TO DO: Once you reach the line containing "95V90H225L222 98H218L216 107L212" in the data below, restate each line word for word up to and including the one containing "positive clicks: (145, 58) (127, 45)".

= = = = = = =

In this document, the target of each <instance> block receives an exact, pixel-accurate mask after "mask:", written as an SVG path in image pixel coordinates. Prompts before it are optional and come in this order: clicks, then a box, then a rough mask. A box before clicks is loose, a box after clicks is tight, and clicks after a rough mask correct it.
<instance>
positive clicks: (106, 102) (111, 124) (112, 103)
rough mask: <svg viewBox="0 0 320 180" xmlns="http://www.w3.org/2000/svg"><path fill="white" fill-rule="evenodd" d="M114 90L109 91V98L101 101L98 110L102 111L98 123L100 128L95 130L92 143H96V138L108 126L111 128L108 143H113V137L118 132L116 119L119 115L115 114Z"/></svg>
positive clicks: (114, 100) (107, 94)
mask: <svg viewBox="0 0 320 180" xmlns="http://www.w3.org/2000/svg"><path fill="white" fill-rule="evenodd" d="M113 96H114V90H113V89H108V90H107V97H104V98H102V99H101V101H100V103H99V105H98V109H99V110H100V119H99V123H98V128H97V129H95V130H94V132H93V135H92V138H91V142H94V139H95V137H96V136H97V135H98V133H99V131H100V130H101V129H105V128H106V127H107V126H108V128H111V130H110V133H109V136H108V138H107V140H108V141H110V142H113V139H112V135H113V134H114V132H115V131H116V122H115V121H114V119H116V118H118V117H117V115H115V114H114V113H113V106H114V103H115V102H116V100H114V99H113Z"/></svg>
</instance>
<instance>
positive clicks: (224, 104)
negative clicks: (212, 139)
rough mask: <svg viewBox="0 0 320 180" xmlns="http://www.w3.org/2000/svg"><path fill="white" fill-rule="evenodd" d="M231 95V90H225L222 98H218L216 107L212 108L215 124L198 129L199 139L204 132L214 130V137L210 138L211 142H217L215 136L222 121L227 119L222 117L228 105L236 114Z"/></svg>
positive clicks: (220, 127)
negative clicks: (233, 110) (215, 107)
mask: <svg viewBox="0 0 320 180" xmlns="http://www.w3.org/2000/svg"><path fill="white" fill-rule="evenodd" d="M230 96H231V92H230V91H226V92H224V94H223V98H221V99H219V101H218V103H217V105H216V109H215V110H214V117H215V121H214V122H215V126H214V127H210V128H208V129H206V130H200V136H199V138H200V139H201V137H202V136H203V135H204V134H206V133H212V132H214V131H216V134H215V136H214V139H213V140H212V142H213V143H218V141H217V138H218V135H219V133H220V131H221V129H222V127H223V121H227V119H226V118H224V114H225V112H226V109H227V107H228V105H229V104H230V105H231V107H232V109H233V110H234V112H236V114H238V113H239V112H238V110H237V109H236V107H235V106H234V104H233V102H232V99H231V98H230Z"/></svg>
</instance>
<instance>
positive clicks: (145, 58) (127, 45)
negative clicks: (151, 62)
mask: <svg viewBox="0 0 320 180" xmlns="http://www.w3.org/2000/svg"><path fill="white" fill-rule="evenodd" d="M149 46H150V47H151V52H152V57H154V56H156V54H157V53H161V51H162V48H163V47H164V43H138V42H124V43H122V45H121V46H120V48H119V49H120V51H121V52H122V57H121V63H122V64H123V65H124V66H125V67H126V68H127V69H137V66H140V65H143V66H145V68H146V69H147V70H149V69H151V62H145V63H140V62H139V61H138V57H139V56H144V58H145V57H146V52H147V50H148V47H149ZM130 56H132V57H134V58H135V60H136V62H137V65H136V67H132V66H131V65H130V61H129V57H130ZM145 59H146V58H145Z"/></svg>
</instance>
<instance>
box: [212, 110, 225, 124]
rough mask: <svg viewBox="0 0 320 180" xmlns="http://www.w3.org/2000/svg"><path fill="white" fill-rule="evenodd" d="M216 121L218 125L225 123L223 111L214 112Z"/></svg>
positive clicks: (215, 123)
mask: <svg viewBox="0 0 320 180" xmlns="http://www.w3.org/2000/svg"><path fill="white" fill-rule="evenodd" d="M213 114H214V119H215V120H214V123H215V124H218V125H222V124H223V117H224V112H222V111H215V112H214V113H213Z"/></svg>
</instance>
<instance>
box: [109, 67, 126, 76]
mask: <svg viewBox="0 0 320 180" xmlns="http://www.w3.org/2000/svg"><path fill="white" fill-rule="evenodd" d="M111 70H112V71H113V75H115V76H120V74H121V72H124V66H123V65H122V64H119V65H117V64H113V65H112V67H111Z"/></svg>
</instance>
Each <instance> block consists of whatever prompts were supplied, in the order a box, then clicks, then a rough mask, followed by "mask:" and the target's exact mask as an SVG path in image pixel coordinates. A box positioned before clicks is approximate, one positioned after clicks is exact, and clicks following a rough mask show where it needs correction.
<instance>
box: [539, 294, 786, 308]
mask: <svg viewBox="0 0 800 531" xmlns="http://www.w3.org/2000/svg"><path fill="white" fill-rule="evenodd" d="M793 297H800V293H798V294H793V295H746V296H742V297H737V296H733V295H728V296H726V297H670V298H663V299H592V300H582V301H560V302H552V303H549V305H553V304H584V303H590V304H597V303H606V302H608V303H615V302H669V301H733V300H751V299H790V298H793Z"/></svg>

= = = = = = =

RESPONSE AREA:
rough mask: <svg viewBox="0 0 320 180" xmlns="http://www.w3.org/2000/svg"><path fill="white" fill-rule="evenodd" d="M231 95V90H225L222 98H218L216 107L212 108L215 124L198 129L199 139L204 132L214 130V137L210 138L211 142H217L215 136L222 121L227 119L222 117L228 105L236 114Z"/></svg>
positive clicks: (220, 127)
negative clicks: (233, 110) (215, 107)
mask: <svg viewBox="0 0 320 180" xmlns="http://www.w3.org/2000/svg"><path fill="white" fill-rule="evenodd" d="M230 96H231V92H230V91H226V92H224V94H223V98H221V99H219V101H218V103H217V105H216V109H215V110H214V117H215V121H214V122H215V126H214V127H210V128H208V129H206V130H200V136H199V138H200V139H201V137H202V136H203V135H204V134H206V133H212V132H214V131H216V134H215V136H214V139H213V140H212V142H213V143H218V141H217V138H218V135H219V133H220V131H221V129H222V127H223V121H227V119H226V118H224V114H225V112H226V109H227V107H228V105H229V104H230V105H231V107H232V109H233V110H234V112H236V114H238V113H239V112H238V110H237V109H236V107H235V106H234V104H233V102H232V99H231V98H230Z"/></svg>
</instance>
<instance>
positive clicks: (145, 58) (127, 45)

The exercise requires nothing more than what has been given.